Text under study:
The 7 Changes Necessary For A Minimalist Lifestyle

“A minimalist home is very intentional,” Joshua Becker explains in an article for Good Housekeeping magazine. “Each possession is there for a reason.” 

Simplicity. A glass jar with gum leaves on a white background.
Photo by Alex Loup on Unsplash

I’ve spent the past six months bogged down in the restructure of my manuscript, hence why I’ve not been as vocal on this site as usual. Anyone who has been through the visceral pain of editing 90,000 words understands the need to isolate yourself, without distractions.

However, you must also balance that sacrifice of your free time with the reality that years of hard work may ultimately amount to nothing. That was one of the inspirations for my last post, in which I purported the idea that there’s nothing wrong with contentment – a state of mind that seems particularly relevant right now.

Learning to be content with what you’ve got is important if, like me, you are the sort of person who is pulled in lots of directions, and regularly feels in a state of overwhelm.

Exercise description: Reproduce the stretch of the minimalist lifestyle text from "Photo by Alex Loup on Unsplash" through "relevant right now.", switching "manuscript" to "novel".

Provided records:
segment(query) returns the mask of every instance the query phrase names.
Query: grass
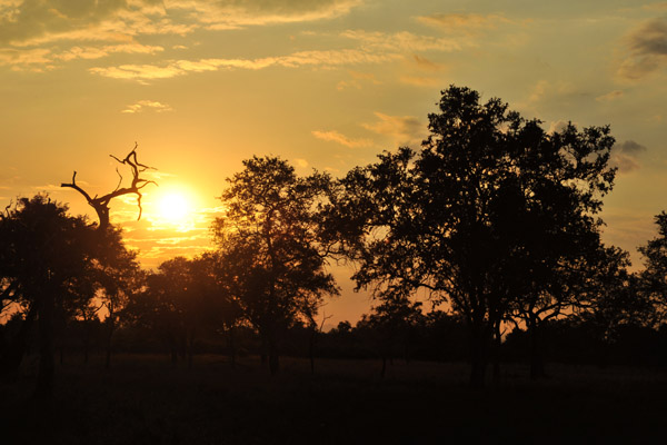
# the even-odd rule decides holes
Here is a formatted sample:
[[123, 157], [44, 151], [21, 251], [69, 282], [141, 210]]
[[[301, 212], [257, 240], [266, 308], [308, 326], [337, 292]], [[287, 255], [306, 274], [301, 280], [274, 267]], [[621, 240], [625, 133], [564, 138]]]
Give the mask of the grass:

Response for this exercise:
Photo by Alex Loup on Unsplash

I’ve spent the past six months bogged down in the restructure of my novel, hence why I’ve not been as vocal on this site as usual. Anyone who has been through the visceral pain of editing 90,000 words understands the need to isolate yourself, without distractions.

However, you must also balance that sacrifice of your free time with the reality that years of hard work may ultimately amount to nothing. That was one of the inspirations for my last post, in which I purported the idea that there’s nothing wrong with contentment – a state of mind that seems particularly relevant right now.